◆ Document segment
((

McAfee released a report on the Gamification of Cyber Security for the next generation of security specialists which you can read here.
If you read the report and say “Gamers!! lazy good for nothing teenagers with long hair and listening to that god awful screech they call music on my network protecting my company!!!???!!!” then your probably missing the point.
Gamers, as this writer can attest, are a hardcore bunch of problem solvers. It doesn’t matter which platform they use as the main thrust is how the gamers approach a problem and solve it.
Think of it this way… and please bare with me as this is going into some gaming mechanics in some games that are common throughout.
I recently purchased Farcry 5 after a few days of deliberating such things as “Do i have the time anymore?” and “Have i gotten bored with Player unknowns battle ground?” as well as “Do i want to divide up my already limited time in the evenings between training/revision, research, family life and gaming?” not forgetting “Am i too old to play games now?” (I’m hopelessly addicted to Pokemon Go, but thats a different issue )
Then i though, yeah, I like the graphics and i need a new challenge and hell, I’ve been good recently so i want to treat myself.

))

◆ Record extracts
((

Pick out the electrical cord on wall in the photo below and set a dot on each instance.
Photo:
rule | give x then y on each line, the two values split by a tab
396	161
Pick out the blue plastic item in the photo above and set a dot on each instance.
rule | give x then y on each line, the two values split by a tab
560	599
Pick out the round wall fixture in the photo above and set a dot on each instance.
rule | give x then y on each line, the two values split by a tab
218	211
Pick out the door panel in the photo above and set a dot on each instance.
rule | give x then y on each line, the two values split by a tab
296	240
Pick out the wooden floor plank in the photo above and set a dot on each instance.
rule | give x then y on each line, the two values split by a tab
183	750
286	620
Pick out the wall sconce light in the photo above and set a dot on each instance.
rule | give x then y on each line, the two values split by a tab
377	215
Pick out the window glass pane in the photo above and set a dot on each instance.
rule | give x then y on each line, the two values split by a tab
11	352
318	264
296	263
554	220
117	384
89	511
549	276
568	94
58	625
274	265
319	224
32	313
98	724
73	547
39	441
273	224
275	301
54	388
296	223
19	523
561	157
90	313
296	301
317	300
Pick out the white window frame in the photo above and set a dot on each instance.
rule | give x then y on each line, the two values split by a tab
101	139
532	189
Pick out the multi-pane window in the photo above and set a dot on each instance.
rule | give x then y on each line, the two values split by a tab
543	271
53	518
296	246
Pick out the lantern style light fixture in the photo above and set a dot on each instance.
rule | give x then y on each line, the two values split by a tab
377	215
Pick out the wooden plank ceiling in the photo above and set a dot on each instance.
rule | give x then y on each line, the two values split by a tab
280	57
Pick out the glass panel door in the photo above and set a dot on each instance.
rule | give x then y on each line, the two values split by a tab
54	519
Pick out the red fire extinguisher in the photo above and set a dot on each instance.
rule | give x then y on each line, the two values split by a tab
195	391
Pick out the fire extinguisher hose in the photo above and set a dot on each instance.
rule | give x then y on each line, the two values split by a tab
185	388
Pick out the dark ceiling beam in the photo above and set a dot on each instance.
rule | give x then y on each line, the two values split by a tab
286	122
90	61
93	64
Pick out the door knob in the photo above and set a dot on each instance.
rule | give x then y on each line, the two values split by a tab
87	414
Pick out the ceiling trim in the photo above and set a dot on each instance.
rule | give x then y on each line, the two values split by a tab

))

◆ Work to do
[1] Answer these about the post on gamers and cyber security:
(a) Which company released the report on the gamification of cyber security?
(b) Which game did the writer recently purchase?
(c) Which game does the writer admit to being hopelessly addicted to?
[2] In the post on gamers and cyber security, why does it not matter which platform gamers use?

◆ Answers provided
[1]
(a) McAfee.
(b) Farcry 5.
(c) Pokemon Go.

[2] It does not matter because what counts is how gamers approach a problem and solve it. The writer describes gamers as a hardcore bunch of problem solvers.